# AUSGEWÄHLTER AUSZUG
►
Das Wechselspiel zwischen ES, ÜBER-ICH und ICH
Die Dynamik unserer Persönlichkeit wird durch das Wechselspiel zwischen den Wünschen und Trieben des ES, den Moralvorstellungen des ÜBER-ICH und den Realitätsbezügen des ICH geformt. Durch dieses Wechselspiel der drei Persönlichkeitsinstanzen und der Dynamik unserer Persönlichkeit verhalten wir uns in bestimmten Situationen charakteristisch.
Bei diesen Wechselspielen ist das ICH die Kraft, die am meisten ausgelastet ist. Denn sie ist der Vermittler zwischen ES und ÜBER-ICH und der Kontrolleur zur Realität.
Das ES zeigt Wünsche auf, die es befriedigt haben will, dass ÜBER-ICH muss diese aber erst auf Wert- und Normvorstellungen hin überprüfen. Die Aufgabe des ICH besteht nun darin, zu prüfen, wie stark die Norm- und Wertvorstellungen des ÜBER-ICH ausgeprägt sind. Je nach der Intensität der Gefühle, die das ÜBER-ICH entwickelt (Gewissensbisse, Schuldgefühle) entscheidet das ICH ob die Wünsche des ES zugelassen werden oder nicht. Werden Wünsche und Triebe des ES zugelassen, steuert diese das ICH. Wenn es die Realität zulässt, verwirklicht das ICH die Bedürfnisse des ES. Bedürfnisse, die nicht zugelassen werden können, müssen vom ICH abgewehrt und verdrängt werden.
◄
# ZUR BEARBEITUNG
Geben Sie im Auszug über die Persönlichkeitsinstanzen den Abschnitt von „Bei diesen Wechselspielen“ bis „Kontrolleur zur Realität.“ erneut wieder und ersetzen Sie dabei „Vermittler“ durch „Schlichter“.

# ÜBUNGSDATEN
►
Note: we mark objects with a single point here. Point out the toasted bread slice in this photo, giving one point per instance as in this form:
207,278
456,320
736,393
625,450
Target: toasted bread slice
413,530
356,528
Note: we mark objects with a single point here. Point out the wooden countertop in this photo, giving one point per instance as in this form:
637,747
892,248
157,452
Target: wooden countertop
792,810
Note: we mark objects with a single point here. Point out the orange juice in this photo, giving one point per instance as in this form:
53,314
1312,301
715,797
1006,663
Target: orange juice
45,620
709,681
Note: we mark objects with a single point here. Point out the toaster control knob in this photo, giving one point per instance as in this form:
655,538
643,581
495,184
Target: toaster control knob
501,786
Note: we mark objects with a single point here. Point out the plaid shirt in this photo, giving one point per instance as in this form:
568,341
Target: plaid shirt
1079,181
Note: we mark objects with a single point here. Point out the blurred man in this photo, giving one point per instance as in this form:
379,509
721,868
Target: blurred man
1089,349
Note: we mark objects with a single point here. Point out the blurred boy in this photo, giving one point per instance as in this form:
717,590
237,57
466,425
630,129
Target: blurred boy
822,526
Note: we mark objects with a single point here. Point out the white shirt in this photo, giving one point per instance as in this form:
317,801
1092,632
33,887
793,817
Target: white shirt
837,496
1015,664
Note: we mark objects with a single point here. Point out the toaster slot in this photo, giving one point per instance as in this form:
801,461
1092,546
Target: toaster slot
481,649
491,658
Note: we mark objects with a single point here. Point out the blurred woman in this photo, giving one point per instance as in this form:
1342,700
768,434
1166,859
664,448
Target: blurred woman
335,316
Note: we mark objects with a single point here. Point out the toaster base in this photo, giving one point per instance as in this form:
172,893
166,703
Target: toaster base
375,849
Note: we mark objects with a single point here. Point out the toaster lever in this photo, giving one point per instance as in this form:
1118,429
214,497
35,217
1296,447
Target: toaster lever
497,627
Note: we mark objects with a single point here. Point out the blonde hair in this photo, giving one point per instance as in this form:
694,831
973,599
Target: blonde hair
◄
# ANTWORT FOLGT
Bei diesen Wechselspielen ist das ICH die Kraft, die am meisten ausgelastet ist. Denn sie ist der Schlichter zwischen ES und ÜBER-ICH und der Kontrolleur zur Realität.